■ **Excerpt**
Posts Tagged ‘V8’

IT’S HARD NOT to get just remotely excited when the key to an Aston Martin for evaluation lands on your desk. Of life’s many pleasures there’s nothing as fulfilling as shepherding a thoroughbred sports car through a series of tightly knitted corners, all to the glorious tune of an unsullied V8 mill. The key I’m holding, however, doesn’t belong to the latest Vanquish but rather the new Vantage V8 – one of the most successful Aston’s ever made. Yep, it may be over seven years old now but Aston Martin has parlayed various components from last year’s Vantage S into the model you see here, resulting in a more focussed and surprisingly cheaper car than before. Nevertheless, can the Vantage V8 still cut it as a modern sports car?


In the metal

Although the Vantage is getting on in years, it still cuts an exquisite shape, particularly when parked against the picturesque rock-strewn backdrop of Table Mountain. There aren’t many cars that exhibit the same sense of balance, beauty and poise. The classical contoured silhouette with short front and rear overhangs, bulky haunches and hunkered stance all evoke a sense of speed even when it’s not moving – it’s achingly beautiful. The 2012 model has inherited a number of styling riffs from the Vantage S and the results are rather impressive to say the least. Aston’s fabled grille layout punctuates the front end flanked by newly-designed headlight clusters complete with intricate LED accenting while a lower front bumper with pronounced air dams and a splitter have injected the Brit with a refined level of aggression and undeniable road presence. As you move along the car’s shoulder line towards the rear, you’ll notice the chunkier side skirts and a larger rear diffuser which complete the visual package.

■ **List of tasks**
[A] Reproduce the part of the Vantage V8 review starting with "Posts Tagged ‘V8’" and going on through "modern sports car?".
[B] According to the Vantage V8 review, the 2012 model inherited styling riffs from which earlier model?
The listing has no connection to the Vantage V8 review.

■ **Entries from a dataset**
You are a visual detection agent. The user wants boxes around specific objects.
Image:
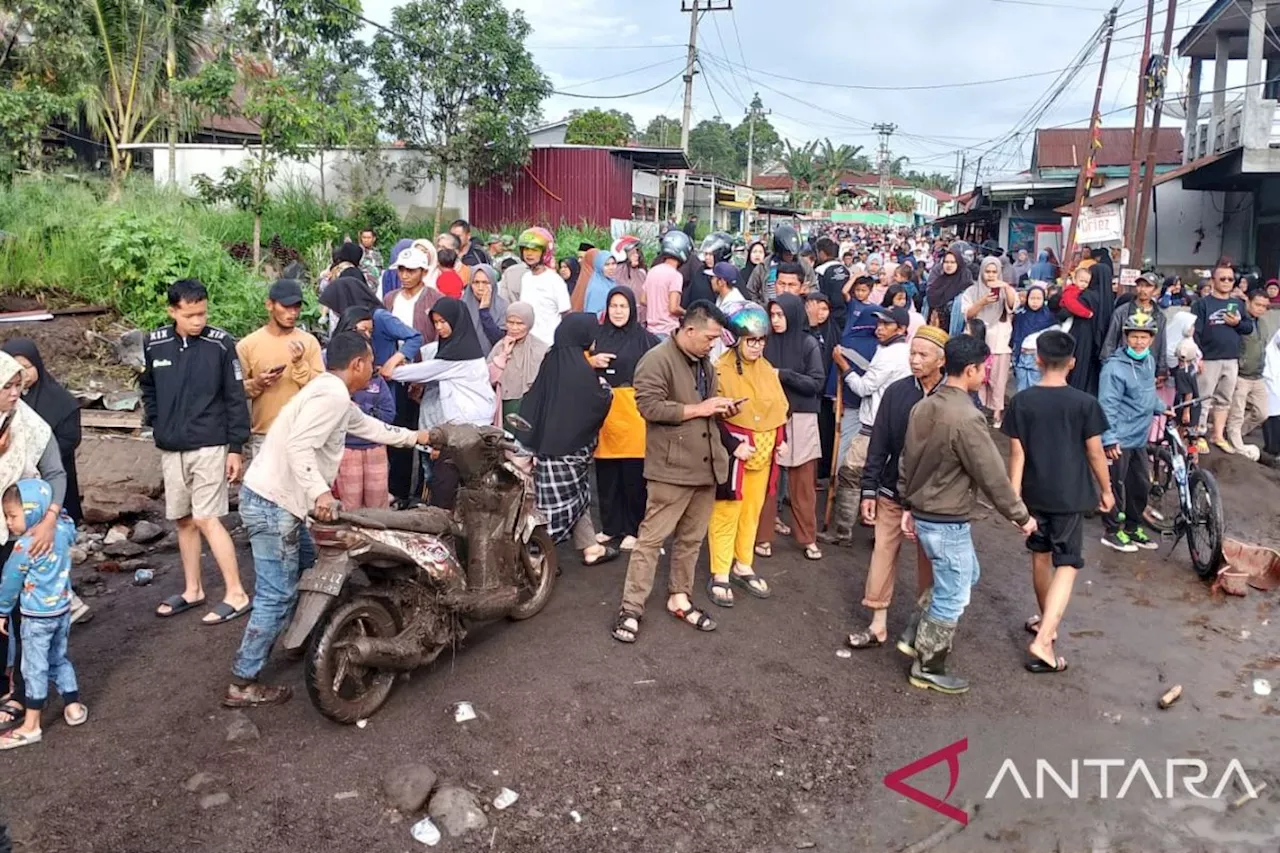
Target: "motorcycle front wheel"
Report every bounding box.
[507,528,559,622]
[306,597,399,725]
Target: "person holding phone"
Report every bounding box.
[707,302,788,607]
[590,286,662,551]
[960,256,1018,429]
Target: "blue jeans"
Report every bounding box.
[1014,352,1041,391]
[22,611,79,711]
[915,519,978,625]
[232,487,315,681]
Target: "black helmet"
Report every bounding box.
[773,223,800,255]
[658,228,694,264]
[698,231,733,265]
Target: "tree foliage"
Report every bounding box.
[640,115,680,149]
[372,0,550,220]
[564,108,636,145]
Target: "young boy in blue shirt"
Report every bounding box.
[0,479,88,749]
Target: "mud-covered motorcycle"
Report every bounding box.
[283,425,557,724]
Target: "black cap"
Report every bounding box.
[266,278,302,307]
[872,305,911,329]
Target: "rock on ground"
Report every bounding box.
[227,711,261,743]
[426,785,489,838]
[383,765,436,813]
[129,519,164,544]
[102,539,147,557]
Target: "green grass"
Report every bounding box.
[0,175,640,336]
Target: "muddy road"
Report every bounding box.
[0,453,1280,853]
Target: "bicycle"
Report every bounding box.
[1144,400,1226,580]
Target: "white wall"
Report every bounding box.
[146,145,470,219]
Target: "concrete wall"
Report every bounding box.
[148,145,468,219]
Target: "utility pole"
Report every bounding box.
[1129,0,1178,262]
[746,92,773,186]
[1124,0,1156,255]
[676,0,732,223]
[1062,6,1120,263]
[872,123,897,210]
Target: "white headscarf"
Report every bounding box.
[0,352,54,544]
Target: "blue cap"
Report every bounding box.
[703,261,737,286]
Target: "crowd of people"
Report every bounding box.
[0,212,1280,748]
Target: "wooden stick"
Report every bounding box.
[822,376,845,530]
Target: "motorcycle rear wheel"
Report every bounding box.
[507,528,559,622]
[306,596,399,725]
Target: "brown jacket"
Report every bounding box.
[383,284,442,343]
[632,338,728,485]
[897,383,1030,524]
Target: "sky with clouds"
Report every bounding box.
[365,0,1223,174]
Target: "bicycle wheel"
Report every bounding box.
[1143,446,1179,533]
[1187,469,1226,580]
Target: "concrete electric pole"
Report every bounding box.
[675,0,733,223]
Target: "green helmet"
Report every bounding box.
[1124,311,1158,337]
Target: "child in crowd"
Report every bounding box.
[1002,329,1114,674]
[1098,311,1165,553]
[1174,323,1208,453]
[0,480,88,749]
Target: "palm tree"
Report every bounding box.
[84,0,209,193]
[817,138,863,206]
[782,140,818,205]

■ **Answers to the exercises**
[A]
Posts Tagged ‘V8’

IT’S HARD NOT to get just remotely excited when the key to an Aston Martin for evaluation lands on your desk. Of life’s many pleasures there’s nothing as fulfilling as shepherding a thoroughbred sports car through a series of tightly knitted corners, all to the glorious tune of an unsullied V8 mill. The key I’m holding, however, doesn’t belong to the latest Vanquish but rather the new Vantage V8 – one of the most successful Aston’s ever made. Yep, it may be over seven years old now but Aston Martin has parlayed various components from last year’s Vantage S into the model you see here, resulting in a more focussed and surprisingly cheaper car than before. Nevertheless, can the Vantage V8 still cut it as a modern sports car?

[B] The Vantage S.